## START DATASET RECORDS

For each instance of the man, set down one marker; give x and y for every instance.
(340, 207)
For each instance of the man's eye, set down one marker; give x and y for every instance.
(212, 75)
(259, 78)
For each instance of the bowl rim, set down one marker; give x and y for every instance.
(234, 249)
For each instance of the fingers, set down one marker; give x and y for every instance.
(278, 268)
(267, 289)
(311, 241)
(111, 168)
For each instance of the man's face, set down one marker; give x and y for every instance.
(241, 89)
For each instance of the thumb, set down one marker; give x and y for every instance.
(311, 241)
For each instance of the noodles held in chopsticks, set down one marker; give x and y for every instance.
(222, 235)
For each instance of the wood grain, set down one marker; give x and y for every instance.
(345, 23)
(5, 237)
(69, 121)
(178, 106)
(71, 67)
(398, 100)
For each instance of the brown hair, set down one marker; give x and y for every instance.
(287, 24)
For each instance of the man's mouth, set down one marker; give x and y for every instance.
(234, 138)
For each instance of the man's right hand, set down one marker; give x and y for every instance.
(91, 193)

## END DATASET RECORDS
## START DATASET RECORDS

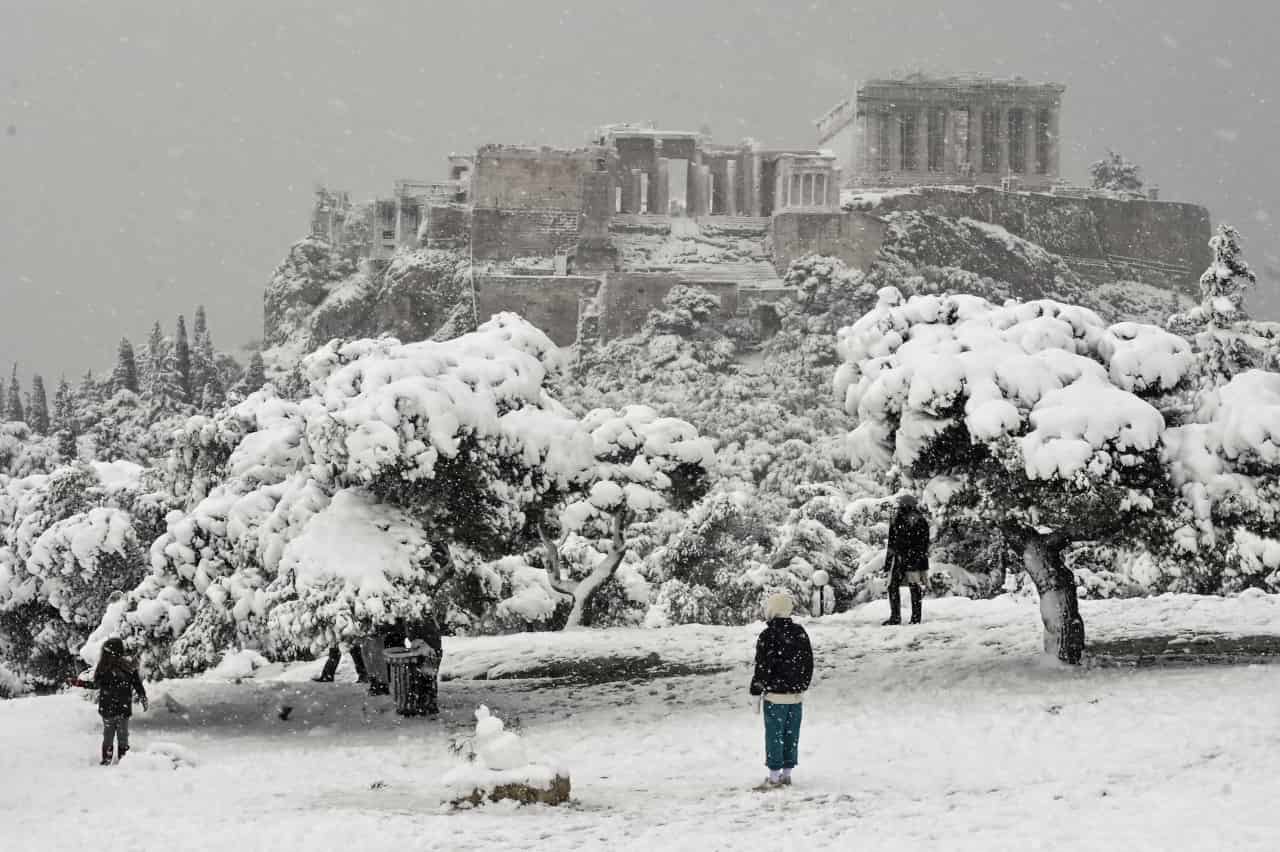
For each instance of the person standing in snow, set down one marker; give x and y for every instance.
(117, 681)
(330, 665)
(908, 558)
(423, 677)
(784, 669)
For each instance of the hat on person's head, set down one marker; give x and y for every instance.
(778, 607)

## END DATASET RECORDS
## START DATASET RECORDS

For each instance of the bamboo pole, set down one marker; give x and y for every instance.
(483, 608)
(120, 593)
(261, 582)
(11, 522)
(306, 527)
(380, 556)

## END DATASET RECORDS

> _REQUIREMENTS_: Report each line in the material above that contains the string "person".

> _CORRECT RESPONSE_:
For each instance of the person standing in snow, set down one marker; give x and y for every instance.
For each instance of the hat on person's head, set down one marker; give x and y for every instance.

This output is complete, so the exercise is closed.